*WORK TASK*: Reproduce the entries in full and exactly. Pictures stay out.

*DATASET RECORDS*:
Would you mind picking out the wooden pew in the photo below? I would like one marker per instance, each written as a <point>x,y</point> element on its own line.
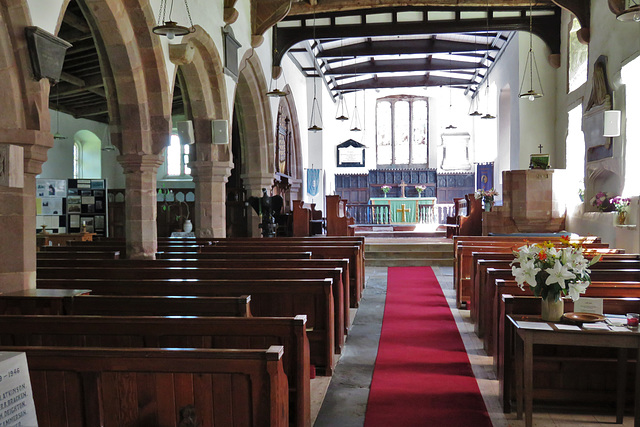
<point>343,265</point>
<point>64,301</point>
<point>529,305</point>
<point>122,387</point>
<point>177,332</point>
<point>150,270</point>
<point>269,298</point>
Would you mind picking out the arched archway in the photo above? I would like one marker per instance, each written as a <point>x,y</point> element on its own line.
<point>24,122</point>
<point>255,131</point>
<point>205,94</point>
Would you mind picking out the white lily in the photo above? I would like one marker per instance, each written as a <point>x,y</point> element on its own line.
<point>526,273</point>
<point>577,288</point>
<point>558,274</point>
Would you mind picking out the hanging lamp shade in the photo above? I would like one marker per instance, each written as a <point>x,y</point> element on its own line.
<point>342,113</point>
<point>169,28</point>
<point>532,94</point>
<point>631,13</point>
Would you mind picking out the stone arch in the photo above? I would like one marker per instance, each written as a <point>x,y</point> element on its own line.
<point>297,170</point>
<point>256,122</point>
<point>134,72</point>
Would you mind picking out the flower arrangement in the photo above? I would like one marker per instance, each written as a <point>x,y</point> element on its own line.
<point>486,195</point>
<point>601,201</point>
<point>621,204</point>
<point>553,272</point>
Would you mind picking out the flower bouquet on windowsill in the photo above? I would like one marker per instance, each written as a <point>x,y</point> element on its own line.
<point>553,272</point>
<point>621,205</point>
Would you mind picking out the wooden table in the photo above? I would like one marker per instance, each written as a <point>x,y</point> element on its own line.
<point>532,330</point>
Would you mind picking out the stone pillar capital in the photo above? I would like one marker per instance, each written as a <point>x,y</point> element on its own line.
<point>210,170</point>
<point>132,163</point>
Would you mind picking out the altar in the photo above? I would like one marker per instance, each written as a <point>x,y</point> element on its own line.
<point>408,210</point>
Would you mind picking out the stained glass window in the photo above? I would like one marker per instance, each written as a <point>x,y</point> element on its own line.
<point>402,137</point>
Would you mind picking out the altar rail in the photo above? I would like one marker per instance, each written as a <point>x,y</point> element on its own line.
<point>379,214</point>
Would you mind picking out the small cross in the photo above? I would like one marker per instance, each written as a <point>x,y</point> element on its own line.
<point>402,185</point>
<point>404,211</point>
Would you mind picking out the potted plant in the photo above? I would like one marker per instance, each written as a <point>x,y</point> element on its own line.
<point>553,272</point>
<point>621,205</point>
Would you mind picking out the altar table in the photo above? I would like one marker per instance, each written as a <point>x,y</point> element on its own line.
<point>405,210</point>
<point>531,330</point>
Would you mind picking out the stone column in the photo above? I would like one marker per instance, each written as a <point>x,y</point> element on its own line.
<point>254,183</point>
<point>141,204</point>
<point>18,213</point>
<point>210,178</point>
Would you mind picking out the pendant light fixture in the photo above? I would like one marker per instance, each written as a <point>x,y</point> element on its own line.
<point>451,126</point>
<point>315,108</point>
<point>488,115</point>
<point>355,121</point>
<point>342,113</point>
<point>58,135</point>
<point>531,94</point>
<point>275,92</point>
<point>169,28</point>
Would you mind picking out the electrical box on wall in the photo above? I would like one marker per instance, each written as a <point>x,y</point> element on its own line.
<point>220,132</point>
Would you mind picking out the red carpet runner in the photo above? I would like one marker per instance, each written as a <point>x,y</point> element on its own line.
<point>422,375</point>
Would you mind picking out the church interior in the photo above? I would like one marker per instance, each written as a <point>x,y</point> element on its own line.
<point>288,162</point>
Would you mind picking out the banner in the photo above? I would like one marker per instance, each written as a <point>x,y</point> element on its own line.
<point>484,176</point>
<point>313,181</point>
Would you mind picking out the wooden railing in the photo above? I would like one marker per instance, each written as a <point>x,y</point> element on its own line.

*EXERCISE RESULT*:
Would you mind picking out the wooden pew in the photo below? I would like one marker per instance, each written as a <point>x,y</point> element on its own line.
<point>343,265</point>
<point>64,301</point>
<point>529,305</point>
<point>122,387</point>
<point>177,332</point>
<point>150,270</point>
<point>269,298</point>
Would you mind picking out the arched archway in the photo above? I would like one marker per instance, each written as a <point>x,y</point> element on its own line.
<point>24,122</point>
<point>255,131</point>
<point>205,94</point>
Would you mind picking out the white lily in the photo above? I would like one marker per instance, each written as a <point>x,y</point> element on its own line.
<point>526,273</point>
<point>577,288</point>
<point>558,274</point>
Would you mind picking out the hanging lamp shade in the photo above? I would like one marker per instance, each written as a <point>x,y</point> element on its own line.
<point>342,113</point>
<point>169,28</point>
<point>532,94</point>
<point>631,13</point>
Would you mind picking out the stone arch in the photo above? I would like one marker per instance, each written as a <point>x,y</point> element on its own line.
<point>297,170</point>
<point>256,122</point>
<point>134,72</point>
Would you mind picking out the flower arrangement in the photo above? I would like one marker per instance, each written as a <point>x,y</point> element on its own line.
<point>486,195</point>
<point>601,201</point>
<point>621,204</point>
<point>553,272</point>
Would you mind picking out the flower bouquet on windowsill in the photo above? I would like one marker per instance, each written as a <point>x,y</point> element on its own line.
<point>553,272</point>
<point>621,205</point>
Would you mind picking out the wooden table in the photo above? I would like one marker per instance, each written as a <point>x,y</point> element on its own line.
<point>532,330</point>
Would you mind picking out the stone pillar capital in the photo above? I would like one marker per instance, each written as a <point>x,y</point> element on its own line.
<point>210,170</point>
<point>132,163</point>
Would you mind picking out the altar in the photo above? I would like one marker per instance, each written as a <point>x,y</point> element on its own line.
<point>408,210</point>
Would you mind picking out the stained glass window in the photo above? I would like one marker per instance, each written as a <point>x,y</point> element on its own line.
<point>402,137</point>
Would you mind picking out the altar rail in the photo above? I would like one marker per instance, each written as a <point>x,y</point> element on its own line.
<point>379,214</point>
Would you mind picking out the small cross in the photo above? I would like one marker per instance, each written as a <point>x,y</point> element on its own line.
<point>402,185</point>
<point>404,211</point>
Would you mind picking out the potted plant in the photo above? I would like one marker per instance, each written as a <point>x,y</point> element on its own line.
<point>553,272</point>
<point>621,205</point>
Would you mind picking out the altar table in the photo above? I would like one marker per instance, each written as a <point>x,y</point> element on its own line.
<point>405,210</point>
<point>531,330</point>
Would you mind picking out the stone column in the photo above? I would like one marker per instance, each written as a <point>x,y</point> element on its own line.
<point>254,183</point>
<point>141,204</point>
<point>18,213</point>
<point>210,178</point>
Would you mind picking out the pendant light fixture in the photo above? I would like one marker per instance, each written as a <point>x,y</point> element on its own line.
<point>451,126</point>
<point>315,108</point>
<point>488,115</point>
<point>355,121</point>
<point>342,113</point>
<point>58,135</point>
<point>531,94</point>
<point>275,92</point>
<point>169,28</point>
Would you mind picking out the electrical box on wall in the photo above? I would like one marker per instance, each written as a <point>x,y</point> element on its own line.
<point>220,132</point>
Would you mind picking out the red carpet runner in the photo above? I would like one marker per instance, each written as a <point>x,y</point> element on its own line.
<point>422,375</point>
Would you mind picking out the church interior in the photo above? I would like one marker per instance, each written as a <point>x,y</point> element on its own line.
<point>288,162</point>
Would you mind picking out the banner in the photo above? I would like one marker per instance, each written as a <point>x,y</point> element on its own line.
<point>484,176</point>
<point>313,181</point>
Would you mind picking out the wooden railing in the photo above? I would like one marker per instance, each written as a <point>x,y</point> element on its own line.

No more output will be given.